#### Instruções
A. Transcreva, das alegações de recurso, o trecho que vai de "20. Para fundamentar" até "a), do CPC.".
B. Dê continuidade às alegações de recurso a partir do ponto em que terminam.

#### Texto fornecido
14. Pelo que, a Réplica apresentada pelo A., ora Recorrente, não podia deixar de ter sido julgada processualmente admissível.

15. Ao ter decidido contrariamente fez o douto Tribunal a quo errada interpretação e aplicação do citado art. 502.°, n.° 2 e 511.° do CPC.

16. A decisão de desentranhamento da réplica viola assim o princípio do contraditório (art. 3.°, 3.°-A, 158.°, n.° 2, 502.°, n.° 2 todos do CPC).

17. Assim, o Despacho Saneador deve ser revogado na parte em que não admitiu a Réplica, e, em consequência, ser substituído por outro que admita a Réplica apresentada, anulando-se todos os actos posteriores à prolação dessa decisão, incluindo a matéria de facto por a mesma não ter tido em conta a matéria alegada na Réplica, e procedendo-se à prolação de despacho saneador – Art.° 715.°, n.° 2, do CPC.

II - Da sentença final

18. Alfredo João, ora Recorrente, intentou no Tribunal a quo uma acção de impugnação de justificação notarial contra Bernardo dos Santos, ora Recorrido, pedindo que fosse considerado impugnado o facto justificado na escritura, referente à aquisição pelo R., por usucapião, do terreno, e, consequentemente, que a mesma fosse declarada nula e ordenado o cancelamento de quaisquer inscrições registais operadas com base na mesma escritura.

19. Não foi esta a posição do douto Tribunal a quo, que decidiu julgar “a acção totalmente improcedente, por não provada” com o fundamento de o Recorrente não ter demonstrado que o Recorrido não é proprietário do terreno em causa nos presentes autos.

20. Para fundamentar esta decisão, o douto Tribunal a quo considerou que, “...tendo o réu a seu favor uma presunção legal, de acordo com os artigos 7.° do CRPredial e 350.°, n.° 1, do CC”, esta presunção levaria à inversão do ónus da prova, nos termos do disposto no artigo 344.°, n.°1 do CC.

21. Salvo o devido respeito, que é muito, não assiste razão ao Tribunal a quo.

22. Mormente, porque em momento algum ficou provado o facto aquisitivo (usucapião) da propriedade a que se arroga o R., pois em momento algum se verificaram os seus pressupostos (artigos 323º, n.º 1, 1292º e 1296º do CC).

23. Ora, a presente acção é, como bem decidiu o Tribunal a quo, uma acção de simples apreciação negativa, nos termos e para os efeitos previstos no artigo 4.°, n.°2, al. a), do CPC.

24. Neste sentido, veja-se o Acórdão do Supremo Tribunal de Justiça, para uniformização de jurisprudência, n.°1/2008, onde pode ler-se:

“Tem sido entendido, pela jurisprudência deste Supremo Tribunal, que a acção de impugnação de escritura de justificação notarial, prevista no artigo 116.º, n.º1, do Código do Registo Predial, na sua pureza, se apresenta como uma acção de simples apreciação negativa – artigo 4.º, n.º 2, al. a), do Código de Processo Civil.”

25. Ora, “Nas acções de simples apreciação negativa, conforme prevê o art.341.º,1 do Código Civil não cabe ao A. alegar e provar – pela negativa – que o direito (ou o facto) não existe, competindo antes ao R., que vinha arrogando extra-judicialmente a existência desse direito (ou desse facto) alegar e provar – pela positiva – tal existência. Este particular regime a que se sujeitam as acções de simples apreciação negativa justifica-se pela circunstância de ser muito difícil, se não impossível, fazer a prova (negativa) da inexistência de um direito ou de um facto” – MACHADO, António Montalvão / PIMENTA, Paulo, O Novo Processo Civil,12ª ed., Almedina, 2010.

#### Dados disponíveis
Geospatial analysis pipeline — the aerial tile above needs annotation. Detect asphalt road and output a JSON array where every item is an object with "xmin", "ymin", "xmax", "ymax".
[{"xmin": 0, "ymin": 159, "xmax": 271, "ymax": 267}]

#### Respostas
A.
20. Para fundamentar esta decisão, o douto Tribunal a quo considerou que, “...tendo o réu a seu favor uma presunção legal, de acordo com os artigos 7.° do CRPredial e 350.°, n.° 1, do CC”, esta presunção levaria à inversão do ónus da prova, nos termos do disposto no artigo 344.°, n.°1 do CC.

21. Salvo o devido respeito, que é muito, não assiste razão ao Tribunal a quo.

22. Mormente, porque em momento algum ficou provado o facto aquisitivo (usucapião) da propriedade a que se arroga o R., pois em momento algum se verificaram os seus pressupostos (artigos 323º, n.º 1, 1292º e 1296º do CC).

23. Ora, a presente acção é, como bem decidiu o Tribunal a quo, uma acção de simples apreciação negativa, nos termos e para os efeitos previstos no artigo 4.°, n.°2, al. a), do CPC.

B.
26. Nestas acções, uma vez que, se verifica a chamada inversão do ónus da prova incumbe ao R. a prova dos factos constitutivos do direito em litígio, conforme o previsto no artigo 343.°, n.°1, do CC.

27. Neste sentido, veja-se o Acórdão do Tribunal da Relação de Lisboa de 1 de Fevereiro de 2007, onde pode ler-se:

“...uma vez impugnada a justificação notarial, recai sobre o Réu o ónus de provar a existência dos factos que serviram de base à referida justificação e que lhe possibilitaram o acesso a um título bastante para a inscrição do direito a seu favor no registo predial.”

28. Apesar do Tribunal a quo ter enunciado este princípio na sua sentença, considerou que, tendo a presente acção sido proposta posteriormente à inscrição no Registo Predial, do facto impugnado, teria aplicação o disposto no art.7.º do Código do Registo Predial, que estabelece uma presunção da existência do direito a favor do titular registral.

29. Concluiu o douto Tribunal que:

“ (...) Esta presunção não se coaduna com a imposição ao réu do ónus de provar os factos constitutivos do seu direito, já que que impor este ónus ao réu, que é um titular inscrito, equivale a negar aquela. (...) Por isso, importa concluir que o antes referido regime especial do art.343.º, n.º1, do CC, deve ceder perante a força da presunção a que se refere o art.7.º do Código do Registo Predial, fazendo operar, por respeito a esta, outra inversão do ónus da prova. Onerado com o encargo de ilidir a presunção, portanto, de provar que o facto presumido – a aquisição, por usucapião – não é verdadeiro, está o autor nesta acção.”

30. Não se pode, contudo, concordar com esta solução.

31. No caso concreto, o R., mesmo tendo inscrito no registo predial a seu favor o referido terreno, não pode beneficiar da presunção consagrada no artigo 7º do CRPredial.

32. De facto, porquanto tendo tal registo sido lavrado com fundamento na escritura de justificação, uma vez que esta foi posta em causa, - com a propositura da acção de impugnação - esse registo, e logo a presunção a ele inerente, deixa obviamente de poder operar.

33. Consoante se escreve no Ac. do STJ de 3 de Março de 1998, "Como o registo foi feito com base em tal escritura de justificação notarial, agora impugnada, e precisamente por que o foi, não pode ele constituir qualquer presunção de que o direito existe, já que é esse mesmo direito cuja existência se pretende apurar nesta acção. ".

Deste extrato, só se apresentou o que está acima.